## [Work to do]
Copy out exactly every line from the line containing "the truck side" until the records below end, inclusive of both boundary lines.

## [Exercise inputs]
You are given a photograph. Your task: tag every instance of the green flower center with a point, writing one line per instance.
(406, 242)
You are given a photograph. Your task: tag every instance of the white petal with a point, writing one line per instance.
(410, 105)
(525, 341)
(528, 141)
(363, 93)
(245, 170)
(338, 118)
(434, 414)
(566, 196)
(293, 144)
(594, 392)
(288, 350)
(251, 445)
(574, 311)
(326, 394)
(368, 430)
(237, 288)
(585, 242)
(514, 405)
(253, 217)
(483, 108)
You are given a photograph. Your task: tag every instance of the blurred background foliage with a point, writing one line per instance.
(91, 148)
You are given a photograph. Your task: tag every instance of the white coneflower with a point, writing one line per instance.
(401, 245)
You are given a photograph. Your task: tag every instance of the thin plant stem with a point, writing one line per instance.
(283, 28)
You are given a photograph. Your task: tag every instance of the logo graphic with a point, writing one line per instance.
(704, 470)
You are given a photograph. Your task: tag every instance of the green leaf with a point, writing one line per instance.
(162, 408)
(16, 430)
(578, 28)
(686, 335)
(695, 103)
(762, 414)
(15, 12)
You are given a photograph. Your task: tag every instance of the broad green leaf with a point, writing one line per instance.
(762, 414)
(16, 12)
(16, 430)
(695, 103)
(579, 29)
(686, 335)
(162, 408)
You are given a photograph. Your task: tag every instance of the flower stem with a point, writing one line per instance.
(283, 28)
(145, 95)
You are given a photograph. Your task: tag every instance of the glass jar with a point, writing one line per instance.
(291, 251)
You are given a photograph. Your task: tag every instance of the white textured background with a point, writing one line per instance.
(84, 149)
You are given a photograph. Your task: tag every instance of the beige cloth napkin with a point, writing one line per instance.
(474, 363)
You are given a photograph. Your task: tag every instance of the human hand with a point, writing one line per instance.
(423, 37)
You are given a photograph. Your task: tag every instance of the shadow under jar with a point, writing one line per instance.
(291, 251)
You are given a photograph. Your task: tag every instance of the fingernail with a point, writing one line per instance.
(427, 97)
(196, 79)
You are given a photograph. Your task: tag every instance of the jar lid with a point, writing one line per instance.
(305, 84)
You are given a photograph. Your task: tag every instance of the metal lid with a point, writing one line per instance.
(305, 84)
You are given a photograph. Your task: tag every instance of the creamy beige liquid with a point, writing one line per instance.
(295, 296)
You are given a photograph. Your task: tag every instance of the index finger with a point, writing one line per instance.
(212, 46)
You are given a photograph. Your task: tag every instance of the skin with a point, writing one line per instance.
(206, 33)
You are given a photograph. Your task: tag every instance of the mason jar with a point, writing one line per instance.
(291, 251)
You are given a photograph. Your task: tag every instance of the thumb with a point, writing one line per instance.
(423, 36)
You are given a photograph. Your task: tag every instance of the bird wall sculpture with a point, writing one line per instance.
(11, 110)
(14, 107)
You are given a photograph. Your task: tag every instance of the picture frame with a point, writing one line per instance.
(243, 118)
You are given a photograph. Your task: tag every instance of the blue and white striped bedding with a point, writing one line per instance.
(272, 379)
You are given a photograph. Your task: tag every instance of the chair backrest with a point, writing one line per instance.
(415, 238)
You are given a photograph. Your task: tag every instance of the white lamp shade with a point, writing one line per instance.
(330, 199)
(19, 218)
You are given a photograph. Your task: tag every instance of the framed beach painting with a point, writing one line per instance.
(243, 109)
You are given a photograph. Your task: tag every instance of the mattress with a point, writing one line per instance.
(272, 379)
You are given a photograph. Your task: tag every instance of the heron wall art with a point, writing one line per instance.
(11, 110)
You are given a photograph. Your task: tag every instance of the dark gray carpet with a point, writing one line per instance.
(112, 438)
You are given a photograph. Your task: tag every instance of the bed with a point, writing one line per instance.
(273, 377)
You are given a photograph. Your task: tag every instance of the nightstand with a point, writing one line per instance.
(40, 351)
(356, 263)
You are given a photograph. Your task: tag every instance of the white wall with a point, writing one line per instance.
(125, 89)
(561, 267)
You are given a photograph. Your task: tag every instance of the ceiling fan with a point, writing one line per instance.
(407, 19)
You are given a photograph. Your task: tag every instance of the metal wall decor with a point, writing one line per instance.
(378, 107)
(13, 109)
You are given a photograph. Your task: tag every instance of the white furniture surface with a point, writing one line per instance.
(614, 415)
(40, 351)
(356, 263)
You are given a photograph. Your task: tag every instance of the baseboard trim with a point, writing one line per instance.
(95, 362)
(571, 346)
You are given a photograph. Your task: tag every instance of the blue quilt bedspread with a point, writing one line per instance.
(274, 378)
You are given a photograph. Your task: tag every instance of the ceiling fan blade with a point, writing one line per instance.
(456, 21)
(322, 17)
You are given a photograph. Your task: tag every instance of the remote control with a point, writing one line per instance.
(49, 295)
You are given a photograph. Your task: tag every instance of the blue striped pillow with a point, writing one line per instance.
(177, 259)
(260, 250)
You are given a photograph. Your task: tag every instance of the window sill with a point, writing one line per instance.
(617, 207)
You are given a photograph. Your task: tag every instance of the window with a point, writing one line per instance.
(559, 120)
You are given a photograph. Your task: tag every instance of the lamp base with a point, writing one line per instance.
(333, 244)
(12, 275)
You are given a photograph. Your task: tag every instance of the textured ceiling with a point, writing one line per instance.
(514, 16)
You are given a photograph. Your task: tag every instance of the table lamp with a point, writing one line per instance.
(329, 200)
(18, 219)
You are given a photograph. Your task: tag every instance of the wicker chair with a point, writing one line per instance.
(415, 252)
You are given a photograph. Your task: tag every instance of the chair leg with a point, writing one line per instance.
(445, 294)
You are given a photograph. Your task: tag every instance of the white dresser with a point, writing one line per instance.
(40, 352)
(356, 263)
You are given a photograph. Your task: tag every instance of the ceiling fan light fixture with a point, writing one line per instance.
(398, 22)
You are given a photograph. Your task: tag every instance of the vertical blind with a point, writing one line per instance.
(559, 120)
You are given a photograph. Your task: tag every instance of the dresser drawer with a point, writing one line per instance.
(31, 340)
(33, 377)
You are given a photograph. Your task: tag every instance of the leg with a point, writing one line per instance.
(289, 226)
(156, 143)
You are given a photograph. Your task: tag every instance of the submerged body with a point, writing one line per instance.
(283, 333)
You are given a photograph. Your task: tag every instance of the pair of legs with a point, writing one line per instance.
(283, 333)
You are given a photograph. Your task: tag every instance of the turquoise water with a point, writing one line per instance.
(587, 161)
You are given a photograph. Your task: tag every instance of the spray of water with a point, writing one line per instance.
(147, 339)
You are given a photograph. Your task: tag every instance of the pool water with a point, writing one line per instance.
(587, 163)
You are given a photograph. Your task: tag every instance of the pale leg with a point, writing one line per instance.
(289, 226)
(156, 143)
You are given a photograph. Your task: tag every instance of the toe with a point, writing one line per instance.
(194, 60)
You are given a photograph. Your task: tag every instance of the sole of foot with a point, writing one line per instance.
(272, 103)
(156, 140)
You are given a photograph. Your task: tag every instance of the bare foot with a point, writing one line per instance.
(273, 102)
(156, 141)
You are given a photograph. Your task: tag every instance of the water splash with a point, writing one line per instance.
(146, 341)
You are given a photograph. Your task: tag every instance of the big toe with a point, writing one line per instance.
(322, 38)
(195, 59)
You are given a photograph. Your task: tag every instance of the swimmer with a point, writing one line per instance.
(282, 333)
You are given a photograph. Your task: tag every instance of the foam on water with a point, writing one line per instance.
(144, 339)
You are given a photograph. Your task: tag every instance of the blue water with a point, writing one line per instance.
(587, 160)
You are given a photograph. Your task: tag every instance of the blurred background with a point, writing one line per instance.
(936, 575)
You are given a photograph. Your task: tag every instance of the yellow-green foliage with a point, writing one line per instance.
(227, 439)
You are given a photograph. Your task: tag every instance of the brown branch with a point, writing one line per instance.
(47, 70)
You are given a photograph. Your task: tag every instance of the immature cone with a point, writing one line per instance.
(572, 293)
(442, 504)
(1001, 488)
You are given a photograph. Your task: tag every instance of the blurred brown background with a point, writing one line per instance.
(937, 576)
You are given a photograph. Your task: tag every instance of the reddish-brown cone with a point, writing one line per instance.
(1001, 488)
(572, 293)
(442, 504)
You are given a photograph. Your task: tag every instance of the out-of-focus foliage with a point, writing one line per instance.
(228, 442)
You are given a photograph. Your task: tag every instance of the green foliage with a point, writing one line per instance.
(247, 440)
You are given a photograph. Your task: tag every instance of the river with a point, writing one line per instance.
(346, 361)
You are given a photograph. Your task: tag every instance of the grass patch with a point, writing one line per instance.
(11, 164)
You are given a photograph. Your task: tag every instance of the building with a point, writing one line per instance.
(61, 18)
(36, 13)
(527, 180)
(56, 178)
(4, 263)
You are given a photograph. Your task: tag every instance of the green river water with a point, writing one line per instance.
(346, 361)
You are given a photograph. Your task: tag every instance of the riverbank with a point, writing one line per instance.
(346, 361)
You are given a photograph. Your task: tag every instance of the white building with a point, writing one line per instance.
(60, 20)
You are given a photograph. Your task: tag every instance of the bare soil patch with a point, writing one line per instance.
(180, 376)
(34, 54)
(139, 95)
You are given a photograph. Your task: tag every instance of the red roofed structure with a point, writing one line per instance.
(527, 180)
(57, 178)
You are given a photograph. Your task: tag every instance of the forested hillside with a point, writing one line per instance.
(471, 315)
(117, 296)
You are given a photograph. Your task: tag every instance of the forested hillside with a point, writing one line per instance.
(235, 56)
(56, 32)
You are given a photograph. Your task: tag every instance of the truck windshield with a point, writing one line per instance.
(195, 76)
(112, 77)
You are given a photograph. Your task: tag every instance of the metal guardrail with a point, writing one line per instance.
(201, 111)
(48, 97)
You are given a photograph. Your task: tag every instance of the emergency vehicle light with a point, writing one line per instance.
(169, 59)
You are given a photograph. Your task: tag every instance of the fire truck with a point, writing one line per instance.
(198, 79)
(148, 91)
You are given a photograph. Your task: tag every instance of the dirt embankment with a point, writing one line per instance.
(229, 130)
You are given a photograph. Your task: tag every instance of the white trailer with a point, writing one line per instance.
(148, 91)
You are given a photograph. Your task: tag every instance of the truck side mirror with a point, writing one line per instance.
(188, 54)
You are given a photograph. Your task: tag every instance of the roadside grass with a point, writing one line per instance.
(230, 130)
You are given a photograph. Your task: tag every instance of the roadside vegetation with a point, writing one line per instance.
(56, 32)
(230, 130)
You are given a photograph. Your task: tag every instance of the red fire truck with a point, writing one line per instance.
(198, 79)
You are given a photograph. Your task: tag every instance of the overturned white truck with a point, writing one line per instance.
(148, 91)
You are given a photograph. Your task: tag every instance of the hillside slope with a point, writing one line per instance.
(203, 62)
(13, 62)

## [Solution below]
You are given a photograph. Your task: tag every instance of the truck side mirror with a point, writing one line per instance.
(188, 54)
You are given a photograph. Your task: tag every instance of the roadside grass with a point, writing one line per instance.
(230, 130)
You are given a photograph. Your task: tag every instance of the roadside vegetation with a point, writing one line per instance.
(56, 32)
(230, 130)
You are given a photograph. Your task: tag every instance of the red fire truck with a point, writing one line per instance.
(198, 79)
You are given a photograph. Your task: tag every instance of the overturned white truck with a point, writing one line per instance.
(148, 91)
You are given a photograph. Your task: tag every instance of the hillside slope with a point, writing one line per instance.
(203, 62)
(13, 62)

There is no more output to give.